Document extract:
--- --- ---

Since very few of the city’s teachers were Muslim, it became clear that our campaign would have to be based on the number of public school students who identified as Muslim. The problem was that city officials held the impression that most Muslim children attended Islamic schools and were not under their jurisdiction. In fact, 95 percent of Muslim children in New York City attended public school, and one of every eight students was Muslim.1 In other words, roughly 13 percent of the New York City public school population observed the Islamic faith.
Education officials then raised another concern: the dates of our Muslim high holy days were generally based on moon sightings. Indeed, many imams didn’t announce when the Eid holiday would fall until a few days beforehand, based on the report of some man in Saudi Arabia who climbed on top of a building and looked at the moon. “Our academic calendar is set a year in advance,” one official told us. “We can’t wait till the last minute to tell our teachers and students, ‘Oh, don’t come to school on Tuesday, because it’s an Eid holiday.’ That’s just not going to work.”

--- --- ---

Extracted material:
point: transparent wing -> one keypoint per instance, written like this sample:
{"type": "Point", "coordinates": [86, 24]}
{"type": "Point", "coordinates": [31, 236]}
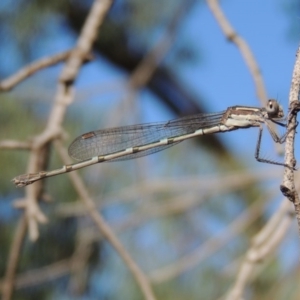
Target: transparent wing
{"type": "Point", "coordinates": [112, 140]}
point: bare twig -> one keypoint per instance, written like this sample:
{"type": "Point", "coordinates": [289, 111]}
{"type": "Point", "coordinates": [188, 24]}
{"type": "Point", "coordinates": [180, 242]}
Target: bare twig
{"type": "Point", "coordinates": [245, 50]}
{"type": "Point", "coordinates": [14, 255]}
{"type": "Point", "coordinates": [64, 96]}
{"type": "Point", "coordinates": [16, 145]}
{"type": "Point", "coordinates": [288, 184]}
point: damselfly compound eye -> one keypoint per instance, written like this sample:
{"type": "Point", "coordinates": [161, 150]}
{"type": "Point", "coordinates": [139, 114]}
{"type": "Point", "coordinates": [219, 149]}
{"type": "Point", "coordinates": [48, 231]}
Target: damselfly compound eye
{"type": "Point", "coordinates": [274, 109]}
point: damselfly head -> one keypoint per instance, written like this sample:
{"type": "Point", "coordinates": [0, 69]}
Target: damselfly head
{"type": "Point", "coordinates": [274, 110]}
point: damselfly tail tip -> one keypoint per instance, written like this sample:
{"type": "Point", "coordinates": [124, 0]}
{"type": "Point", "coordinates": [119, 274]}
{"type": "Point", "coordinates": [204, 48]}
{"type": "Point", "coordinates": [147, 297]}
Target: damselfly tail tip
{"type": "Point", "coordinates": [23, 180]}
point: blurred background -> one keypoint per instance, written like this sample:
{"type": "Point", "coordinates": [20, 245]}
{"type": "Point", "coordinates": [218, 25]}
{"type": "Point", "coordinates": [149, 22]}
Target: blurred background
{"type": "Point", "coordinates": [187, 215]}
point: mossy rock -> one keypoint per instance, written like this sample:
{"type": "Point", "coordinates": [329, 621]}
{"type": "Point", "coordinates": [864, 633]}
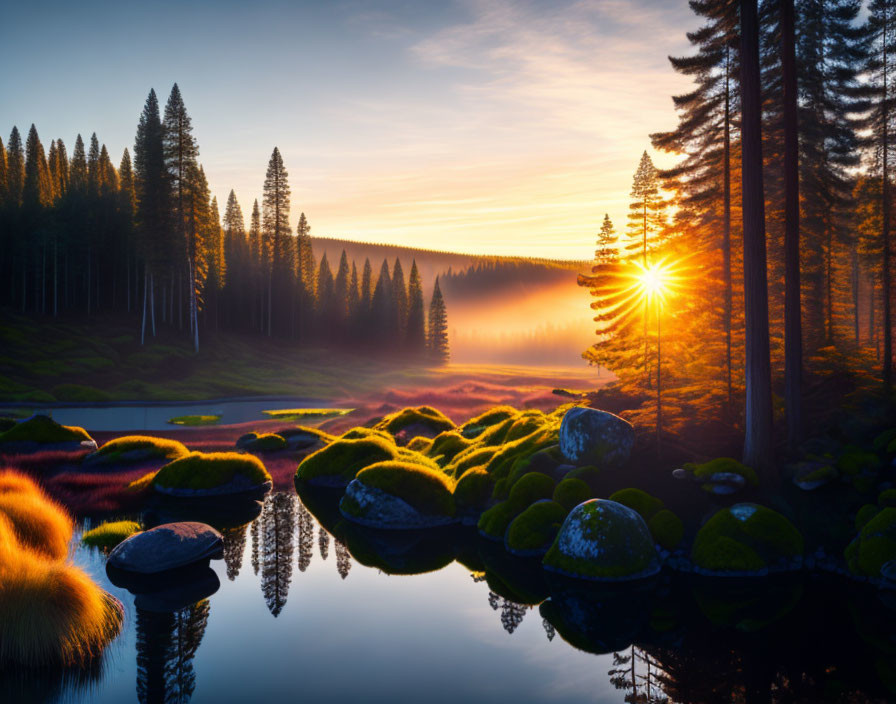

--- --- ---

To be done:
1. Decide whether each statement agrees with the passage on the Eid holiday campaign, answering yes or no and quoting the words that settle it: (a) Most of the city's teachers were Muslim. (b) Ninety-five percent of Muslim children in New York City attended public school. (c) The academic calendar was set a month in advance.
2. According to the passage on the Eid holiday campaign, roughly what percentage of New York City public school students were Muslim?
3. Proceed with the passage on the Eid holiday campaign, picking up after its final sentence.
The entries come from a separate source and have no connection to the passage on the Eid holiday campaign.

Task results:
1.
(a) No: "very few of the city’s teachers were Muslim."
(b) Yes: "95 percent of Muslim children in New York City attended public school."
(c) No: "Our academic calendar is set a year in advance."

2. Roughly 13 percent, or one of every eight students.

3.
Our solution was to hire an astronomer to calculate twenty years’ worth of dates for Eid al-Adha and Eid al-Fitr, so that the Department of Education wouldn’t be tasked with having to figure that out. We did not foresee that our decision to scientifically determine future Eid dates would lead to tension within our own community. It took some persuasion to get imams and Islamic scholars to sign off on the idea of setting the dates based on astronomy calculations and not on real-time observation of the moon’s phases. We explained how critical it was that we present a united front, and that without the help of an astronomer, Muslim school holidays would never be adopted.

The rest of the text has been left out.